══ Dataset content

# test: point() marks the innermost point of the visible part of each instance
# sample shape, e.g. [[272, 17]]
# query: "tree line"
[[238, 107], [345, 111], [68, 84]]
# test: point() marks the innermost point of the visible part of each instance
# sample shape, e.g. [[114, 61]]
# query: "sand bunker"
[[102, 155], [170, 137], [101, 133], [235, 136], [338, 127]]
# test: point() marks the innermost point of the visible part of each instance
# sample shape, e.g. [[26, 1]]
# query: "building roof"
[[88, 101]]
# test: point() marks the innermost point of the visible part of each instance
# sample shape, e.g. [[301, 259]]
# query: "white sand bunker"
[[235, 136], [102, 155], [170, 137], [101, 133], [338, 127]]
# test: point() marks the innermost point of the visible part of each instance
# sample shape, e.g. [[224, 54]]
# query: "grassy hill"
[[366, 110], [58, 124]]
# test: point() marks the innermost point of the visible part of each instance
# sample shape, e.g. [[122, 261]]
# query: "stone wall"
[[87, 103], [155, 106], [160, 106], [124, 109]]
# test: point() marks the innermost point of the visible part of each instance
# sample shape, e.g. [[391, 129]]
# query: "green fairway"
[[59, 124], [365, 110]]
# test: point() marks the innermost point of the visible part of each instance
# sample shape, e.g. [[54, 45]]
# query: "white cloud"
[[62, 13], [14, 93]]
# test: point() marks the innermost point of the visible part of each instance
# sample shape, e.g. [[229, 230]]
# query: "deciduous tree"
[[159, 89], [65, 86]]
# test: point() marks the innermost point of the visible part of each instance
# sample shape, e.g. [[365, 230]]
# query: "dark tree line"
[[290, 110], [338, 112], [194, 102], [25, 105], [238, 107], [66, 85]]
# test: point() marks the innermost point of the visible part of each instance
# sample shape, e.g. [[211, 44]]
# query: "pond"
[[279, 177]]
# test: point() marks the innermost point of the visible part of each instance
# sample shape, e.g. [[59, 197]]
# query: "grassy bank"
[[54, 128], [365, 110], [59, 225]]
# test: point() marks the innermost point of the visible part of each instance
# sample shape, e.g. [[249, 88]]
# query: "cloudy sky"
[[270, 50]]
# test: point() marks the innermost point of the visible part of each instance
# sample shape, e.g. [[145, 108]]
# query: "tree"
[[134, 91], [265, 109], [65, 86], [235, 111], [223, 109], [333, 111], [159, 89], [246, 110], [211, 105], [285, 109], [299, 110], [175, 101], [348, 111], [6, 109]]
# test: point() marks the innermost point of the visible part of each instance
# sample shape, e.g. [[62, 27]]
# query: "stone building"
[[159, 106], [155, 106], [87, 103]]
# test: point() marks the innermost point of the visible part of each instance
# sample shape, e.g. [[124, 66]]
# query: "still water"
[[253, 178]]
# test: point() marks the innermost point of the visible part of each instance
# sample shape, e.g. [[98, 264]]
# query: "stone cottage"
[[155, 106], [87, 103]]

════

Given problem:
Can you arrange the stretch from the first line through the line containing "[[279, 177]]", both ends included, as a Markdown table with columns Row and Line, leaving out any blank lines?

Solution to this exercise:
| Row | Line |
|---|---|
| 1 | # test: point() marks the innermost point of the visible part of each instance |
| 2 | # sample shape, e.g. [[272, 17]] |
| 3 | # query: "tree line" |
| 4 | [[238, 107], [345, 111], [68, 84]] |
| 5 | # test: point() marks the innermost point of the visible part of each instance |
| 6 | # sample shape, e.g. [[114, 61]] |
| 7 | # query: "sand bunker" |
| 8 | [[102, 155], [170, 137], [101, 133], [235, 136], [338, 127]] |
| 9 | # test: point() marks the innermost point of the visible part of each instance |
| 10 | # sample shape, e.g. [[26, 1]] |
| 11 | # query: "building roof" |
| 12 | [[88, 101]] |
| 13 | # test: point() marks the innermost point of the visible part of each instance |
| 14 | # sample shape, e.g. [[301, 259]] |
| 15 | # query: "white sand bunker" |
| 16 | [[235, 136], [102, 155], [170, 137], [101, 133], [338, 127]] |
| 17 | # test: point() marks the innermost point of the visible part of each instance |
| 18 | # sample shape, e.g. [[224, 54]] |
| 19 | # query: "grassy hill" |
| 20 | [[366, 110], [58, 124]] |
| 21 | # test: point() marks the innermost point of the visible part of each instance |
| 22 | # sample shape, e.g. [[122, 261]] |
| 23 | # query: "stone wall" |
| 24 | [[87, 103], [155, 106], [160, 106], [124, 109]] |
| 25 | # test: point() marks the innermost point of the visible part of each instance |
| 26 | # sample shape, e.g. [[391, 129]] |
| 27 | # query: "green fairway" |
| 28 | [[59, 124], [365, 110]] |
| 29 | # test: point() marks the innermost point of the visible part of each instance |
| 30 | # sample shape, e.g. [[54, 45]] |
| 31 | # query: "white cloud" |
| 32 | [[62, 13], [14, 93]] |
| 33 | # test: point() marks the innermost point of the visible part of each instance |
| 34 | # sample shape, e.g. [[229, 230]] |
| 35 | # query: "deciduous tree" |
| 36 | [[159, 89], [65, 86]] |
| 37 | # test: point() marks the innermost point of the visible part of each instance |
| 38 | # sample shape, e.g. [[365, 230]] |
| 39 | # query: "dark tree line" |
| 40 | [[290, 110], [338, 112], [194, 102], [25, 105], [238, 107], [66, 85]] |
| 41 | # test: point() marks the innermost point of the visible part of each instance |
| 42 | # sample shape, e.g. [[211, 44]] |
| 43 | # query: "pond" |
| 44 | [[279, 177]] |